Task description: In the entries that follow, find the line containing "The prompts of"; from there, copy every line exactly through the line containing "box: [876, 571, 974, 690]".

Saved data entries
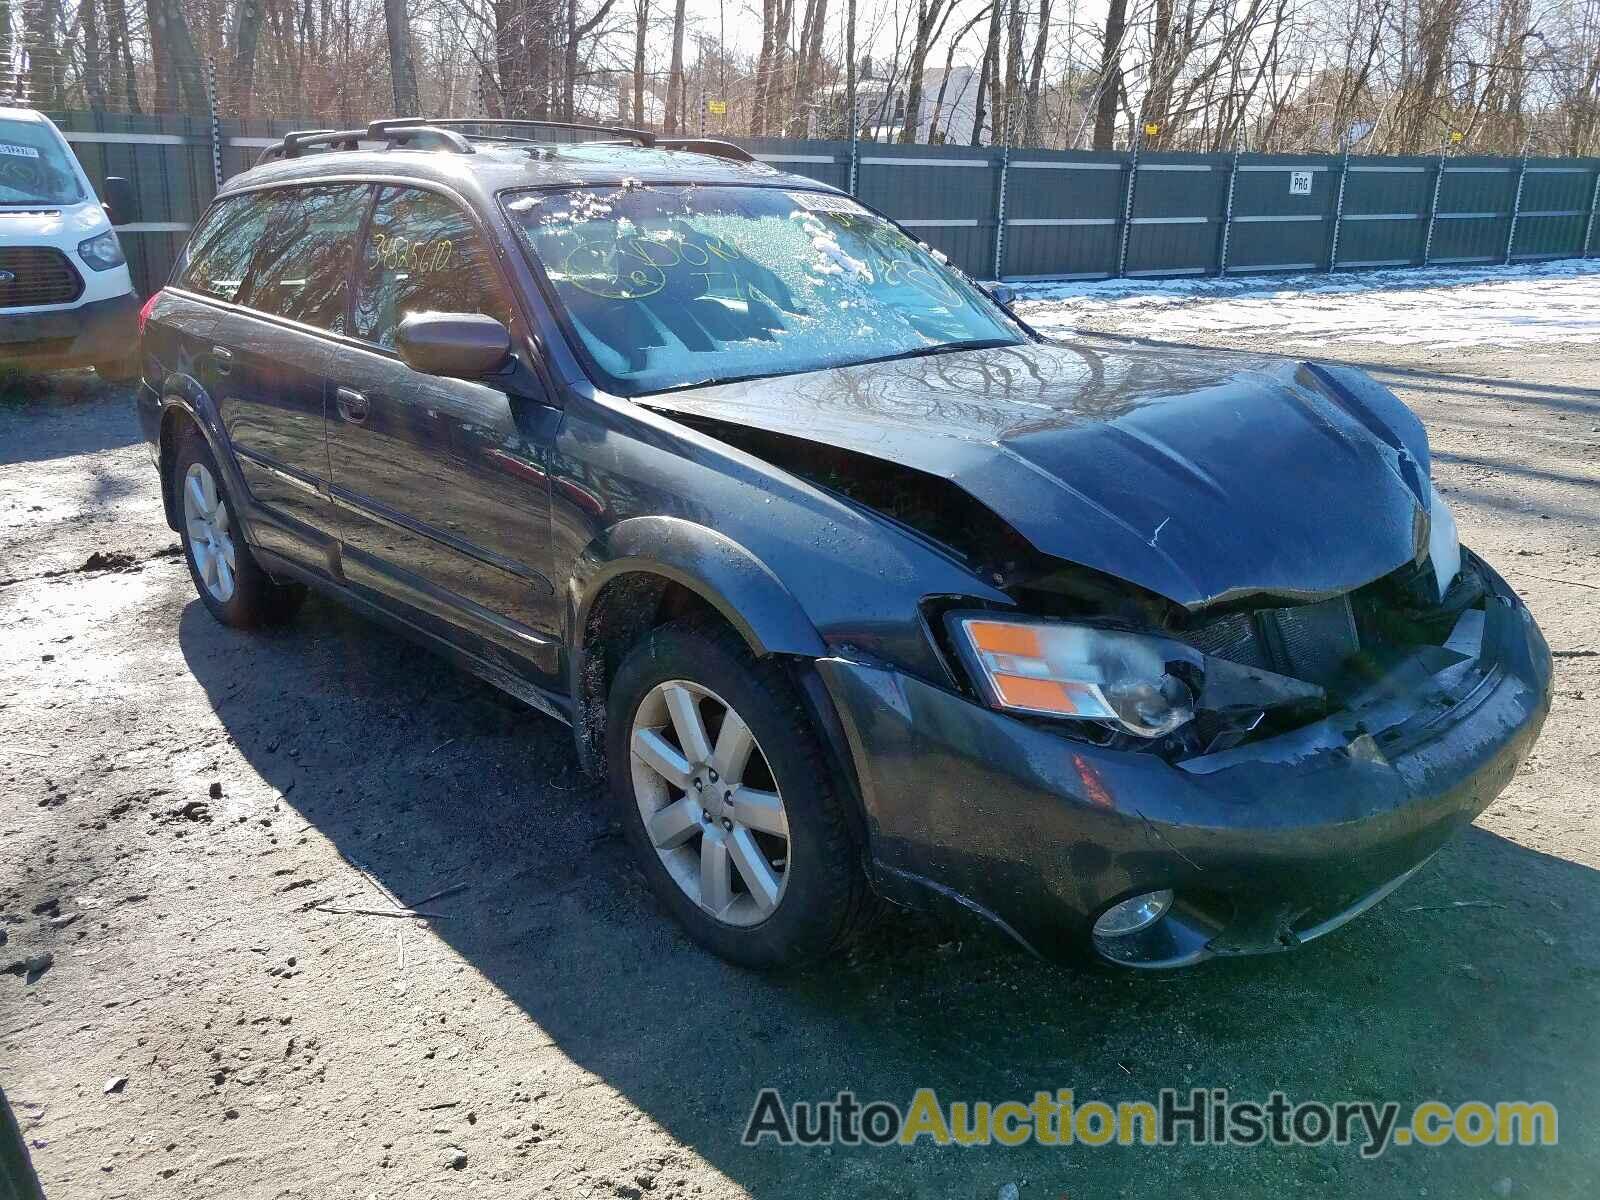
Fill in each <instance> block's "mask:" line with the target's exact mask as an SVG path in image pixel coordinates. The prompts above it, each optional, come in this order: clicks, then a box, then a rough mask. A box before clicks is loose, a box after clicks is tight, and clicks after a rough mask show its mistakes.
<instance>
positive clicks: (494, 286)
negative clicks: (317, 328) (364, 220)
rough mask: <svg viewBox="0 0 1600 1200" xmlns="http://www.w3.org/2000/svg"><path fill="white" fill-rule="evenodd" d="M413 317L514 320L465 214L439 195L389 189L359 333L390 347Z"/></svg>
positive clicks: (494, 272) (358, 334)
mask: <svg viewBox="0 0 1600 1200" xmlns="http://www.w3.org/2000/svg"><path fill="white" fill-rule="evenodd" d="M411 312H477V314H483V315H488V317H494V318H496V320H499V322H504V323H507V325H509V323H510V301H509V299H507V296H506V288H504V283H502V282H501V275H499V270H498V269H496V266H494V261H493V258H490V253H488V248H486V246H485V245H483V238H480V237H478V232H477V229H475V227H474V224H472V221H470V219H467V214H466V213H462V211H461V210H459V208H458V206H456V205H454V203H453V202H450V200H446V198H445V197H442V195H438V194H435V192H424V190H421V189H416V187H386V189H384V190H382V194H381V195H379V197H378V205H376V206H374V208H373V224H371V229H370V230H368V234H366V243H365V245H363V246H362V261H360V266H358V270H357V286H355V336H358V338H365V339H366V341H371V342H378V344H379V346H382V347H386V349H392V347H394V344H395V330H397V328H398V326H400V322H402V320H403V318H405V317H406V314H411Z"/></svg>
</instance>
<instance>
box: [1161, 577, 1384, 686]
mask: <svg viewBox="0 0 1600 1200" xmlns="http://www.w3.org/2000/svg"><path fill="white" fill-rule="evenodd" d="M1187 640H1189V642H1190V643H1192V645H1194V646H1197V648H1198V650H1202V651H1205V653H1206V654H1214V656H1216V658H1224V659H1229V661H1230V662H1240V664H1243V666H1248V667H1261V669H1264V670H1275V672H1278V674H1280V675H1290V677H1293V678H1301V680H1307V682H1309V683H1323V685H1326V683H1328V682H1331V680H1333V678H1336V677H1338V675H1339V670H1341V669H1342V667H1344V664H1346V662H1347V661H1349V659H1350V656H1352V654H1355V653H1357V651H1358V650H1360V648H1362V645H1360V637H1358V634H1357V629H1355V613H1354V610H1352V608H1350V598H1349V597H1347V595H1341V597H1334V598H1333V600H1323V602H1320V603H1315V605H1296V606H1294V608H1259V610H1256V611H1254V613H1232V614H1229V616H1224V618H1221V619H1218V621H1213V622H1210V624H1206V626H1202V627H1200V629H1195V630H1192V632H1190V634H1189V638H1187Z"/></svg>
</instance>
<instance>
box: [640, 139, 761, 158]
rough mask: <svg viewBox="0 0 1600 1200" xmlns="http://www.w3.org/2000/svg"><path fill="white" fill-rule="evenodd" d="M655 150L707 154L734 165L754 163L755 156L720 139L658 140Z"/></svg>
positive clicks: (747, 150) (691, 153) (696, 153)
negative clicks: (659, 149)
mask: <svg viewBox="0 0 1600 1200" xmlns="http://www.w3.org/2000/svg"><path fill="white" fill-rule="evenodd" d="M656 149H661V150H688V152H690V154H709V155H712V157H715V158H731V160H733V162H736V163H754V162H755V155H754V154H750V152H749V150H746V149H744V147H742V146H734V144H733V142H725V141H722V139H720V138H658V139H656Z"/></svg>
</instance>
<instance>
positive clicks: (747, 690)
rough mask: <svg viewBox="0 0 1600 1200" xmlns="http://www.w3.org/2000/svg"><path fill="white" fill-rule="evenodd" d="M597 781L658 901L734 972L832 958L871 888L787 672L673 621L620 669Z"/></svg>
mask: <svg viewBox="0 0 1600 1200" xmlns="http://www.w3.org/2000/svg"><path fill="white" fill-rule="evenodd" d="M606 768H608V773H610V781H611V790H613V795H614V798H616V803H618V808H619V818H621V822H622V829H624V830H626V834H627V840H629V843H630V845H632V846H634V853H635V856H637V859H638V866H640V867H642V869H643V872H645V877H646V878H648V880H650V885H651V888H653V890H654V893H656V896H659V898H661V901H662V902H664V904H666V906H667V907H669V909H670V910H672V912H674V915H675V917H677V918H678V922H680V923H682V925H683V926H685V930H688V933H690V936H691V938H694V941H698V942H699V944H701V946H704V947H706V949H709V950H712V952H714V954H717V955H722V957H723V958H726V960H730V962H734V963H739V965H741V966H754V968H776V966H797V965H802V963H808V962H814V960H816V958H822V957H826V955H827V954H830V952H832V950H835V949H837V947H840V946H842V944H843V942H845V941H846V939H848V936H850V934H851V933H853V931H854V928H856V926H858V923H859V922H861V917H862V912H864V909H866V901H867V883H866V878H864V875H862V872H861V866H859V856H858V848H856V845H854V838H853V837H851V832H850V826H848V821H846V816H845V810H843V803H842V800H840V797H838V795H835V792H834V786H832V782H830V778H829V771H827V766H826V760H824V754H822V746H821V742H819V741H818V736H816V733H814V731H813V728H811V723H810V718H808V717H806V714H805V707H803V706H802V702H800V696H798V693H797V691H795V686H794V683H792V682H790V680H789V677H787V674H786V672H784V669H782V666H781V664H778V662H774V661H770V659H768V661H758V659H755V658H754V656H752V654H750V651H749V650H747V648H746V645H744V643H742V642H741V640H739V638H738V637H736V635H734V634H733V632H731V630H717V629H706V627H704V626H696V624H694V622H674V624H669V626H662V627H661V629H656V630H654V632H653V634H651V635H650V637H646V638H645V640H643V642H642V643H640V645H638V646H635V648H634V651H632V653H630V654H629V656H627V659H626V661H624V662H622V666H621V669H619V670H618V674H616V680H614V682H613V685H611V694H610V698H608V702H606Z"/></svg>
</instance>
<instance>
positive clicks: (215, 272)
mask: <svg viewBox="0 0 1600 1200" xmlns="http://www.w3.org/2000/svg"><path fill="white" fill-rule="evenodd" d="M270 213H272V194H270V192H245V194H243V195H232V197H229V198H227V200H222V202H221V203H218V205H216V208H213V210H211V211H210V213H208V214H206V219H205V222H203V224H202V226H200V229H197V230H195V234H194V237H192V238H190V240H189V248H187V250H186V251H184V266H182V267H181V270H179V275H178V283H179V286H184V288H189V290H190V291H198V293H200V294H202V296H211V298H213V299H221V301H227V302H229V304H232V302H234V301H237V299H238V293H240V290H242V288H243V286H245V275H246V274H248V270H250V261H251V259H253V258H254V254H256V246H259V245H261V238H262V237H264V235H266V232H267V218H269V216H270Z"/></svg>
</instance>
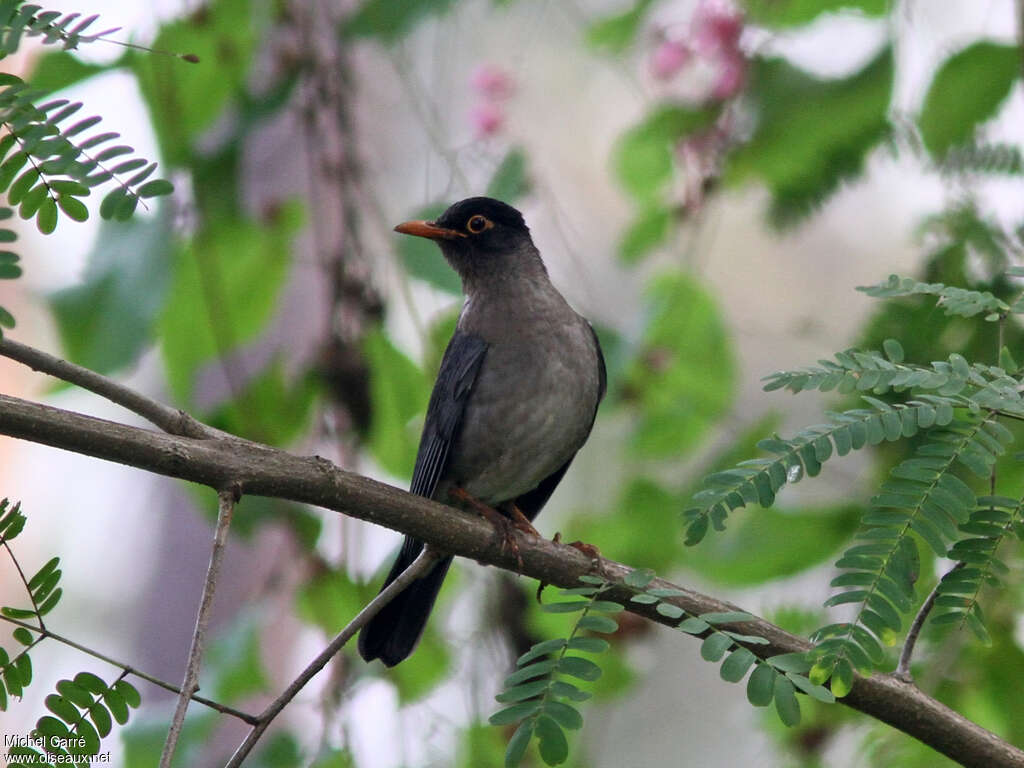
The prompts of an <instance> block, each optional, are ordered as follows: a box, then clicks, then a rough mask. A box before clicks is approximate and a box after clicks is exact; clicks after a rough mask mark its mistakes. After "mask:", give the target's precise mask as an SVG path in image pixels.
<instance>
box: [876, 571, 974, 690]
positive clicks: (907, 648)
mask: <svg viewBox="0 0 1024 768" xmlns="http://www.w3.org/2000/svg"><path fill="white" fill-rule="evenodd" d="M965 565H967V563H964V562H958V563H956V564H955V565H953V566H952V567H951V568H950V569H949V570H948V571H947V572H948V573H952V572H953V571H954V570H959V569H961V568H963V567H964V566H965ZM943 578H944V577H943ZM941 585H942V580H941V579H940V580H939V583H938V584H937V585H935V589H933V590H932V591H931V593H930V594H929V595H928V597H927V598H925V602H923V603H922V604H921V607H920V608H919V609H918V614H916V615H915V616H914V617H913V622H912V623H911V624H910V629H909V630H907V633H906V640H904V641H903V649H902V650H901V651H900V654H899V664H897V665H896V671H895V672H894V673H893V675H895V676H896V677H897V678H899V679H900V680H902V681H903V682H906V683H911V682H913V676H912V675H911V674H910V658H911V657H912V656H913V646H914V645H916V644H918V638H919V637H920V636H921V630H922V629H923V628H924V627H925V621H926V620H927V618H928V614H929V613H931V612H932V608H933V607H934V606H935V599H936V598H937V597H938V596H939V587H940V586H941Z"/></svg>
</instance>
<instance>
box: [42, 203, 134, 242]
mask: <svg viewBox="0 0 1024 768" xmlns="http://www.w3.org/2000/svg"><path fill="white" fill-rule="evenodd" d="M57 205H58V206H60V210H61V211H63V212H65V214H67V216H68V218H70V219H72V220H73V221H85V220H86V219H88V218H89V209H88V208H86V207H85V203H83V202H82V201H81V200H79V199H78V198H73V197H72V196H70V195H61V196H60V197H59V198H57ZM140 255H141V254H140Z"/></svg>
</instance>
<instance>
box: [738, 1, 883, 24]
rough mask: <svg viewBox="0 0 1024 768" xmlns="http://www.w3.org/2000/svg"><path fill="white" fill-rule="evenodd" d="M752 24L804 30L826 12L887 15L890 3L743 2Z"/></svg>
mask: <svg viewBox="0 0 1024 768" xmlns="http://www.w3.org/2000/svg"><path fill="white" fill-rule="evenodd" d="M743 6H744V7H745V9H746V13H748V17H749V19H750V22H752V23H753V24H757V25H763V26H765V27H776V28H784V27H803V26H805V25H807V24H810V23H811V22H813V20H814V19H815V18H817V17H818V16H819V15H821V14H822V13H835V12H836V11H853V12H857V13H861V14H863V15H865V16H884V15H886V13H888V12H889V9H890V8H889V0H743Z"/></svg>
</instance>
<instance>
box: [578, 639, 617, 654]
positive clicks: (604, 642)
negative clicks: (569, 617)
mask: <svg viewBox="0 0 1024 768" xmlns="http://www.w3.org/2000/svg"><path fill="white" fill-rule="evenodd" d="M567 647H568V649H569V650H582V651H584V652H585V653H603V652H604V651H606V650H607V649H608V648H609V647H610V646H609V644H608V641H607V640H604V639H603V638H600V637H573V638H572V639H571V640H569V643H568V646H567Z"/></svg>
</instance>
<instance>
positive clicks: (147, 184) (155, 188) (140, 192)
mask: <svg viewBox="0 0 1024 768" xmlns="http://www.w3.org/2000/svg"><path fill="white" fill-rule="evenodd" d="M172 191H174V184H172V183H171V182H170V181H167V180H165V179H162V178H157V179H154V180H153V181H146V182H145V183H144V184H142V185H141V186H140V187H138V189H136V190H135V193H136V195H138V197H140V198H143V199H147V198H158V197H160V196H162V195H170V194H171V193H172Z"/></svg>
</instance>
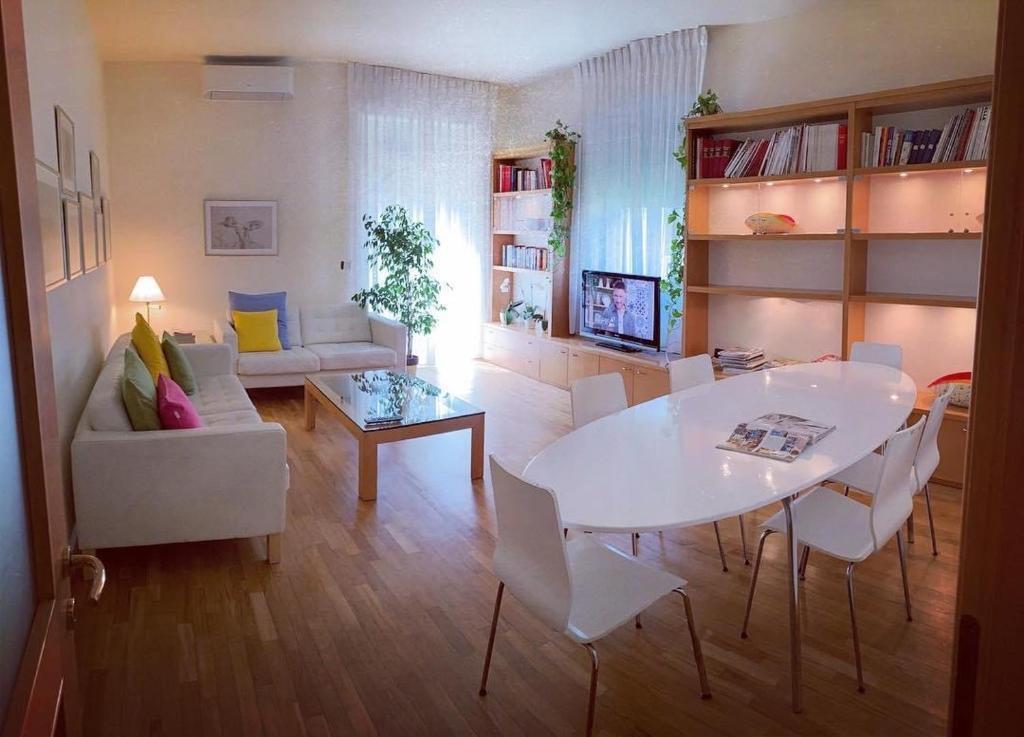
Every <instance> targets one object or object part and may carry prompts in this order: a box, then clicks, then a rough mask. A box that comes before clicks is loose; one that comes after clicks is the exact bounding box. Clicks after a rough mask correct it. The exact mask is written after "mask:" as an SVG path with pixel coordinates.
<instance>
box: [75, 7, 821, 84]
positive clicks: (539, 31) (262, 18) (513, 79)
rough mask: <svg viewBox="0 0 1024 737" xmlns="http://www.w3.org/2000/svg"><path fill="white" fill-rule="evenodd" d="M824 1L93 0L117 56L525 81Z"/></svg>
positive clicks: (101, 55)
mask: <svg viewBox="0 0 1024 737" xmlns="http://www.w3.org/2000/svg"><path fill="white" fill-rule="evenodd" d="M816 1H817V0H87V2H88V6H89V11H90V15H91V16H92V23H93V27H94V29H95V32H96V38H97V43H98V45H99V52H100V55H101V56H102V57H103V58H104V59H109V60H198V59H200V58H202V57H203V56H206V55H209V54H225V55H227V54H244V55H273V56H278V55H281V56H291V57H295V58H300V59H312V60H335V61H349V60H353V61H362V62H366V63H379V64H387V66H390V67H400V68H403V69H411V70H417V71H421V72H430V73H434V74H442V75H450V76H453V77H464V78H468V79H478V80H486V81H490V82H499V83H519V82H524V81H526V80H528V79H530V78H534V77H537V76H539V75H543V74H545V73H547V72H551V71H554V70H557V69H562V68H565V67H568V66H571V64H573V63H575V62H577V61H580V60H581V59H584V58H588V57H590V56H594V55H596V54H599V53H603V52H605V51H608V50H610V49H613V48H616V47H618V46H623V45H624V44H627V43H629V42H630V41H632V40H634V39H638V38H644V37H646V36H655V35H658V34H664V33H668V32H670V31H675V30H677V29H682V28H692V27H694V26H700V25H707V26H717V25H729V24H739V23H754V21H758V20H766V19H769V18H774V17H780V16H783V15H786V14H790V13H793V12H796V11H798V10H800V9H802V8H804V7H807V6H808V5H811V4H813V3H814V2H816Z"/></svg>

Reply to the exercise:
The prompts of an <instance> block, each optional, are ordered as follows: a box, then clicks, then a rough mask. A box before clicks is approximate and a box after clicks is exact; clicks after a rough mask mark its mistakes. After "mask:", give the target's precise mask as an SVG path in image pixels.
<instance>
box: [876, 571, 974, 690]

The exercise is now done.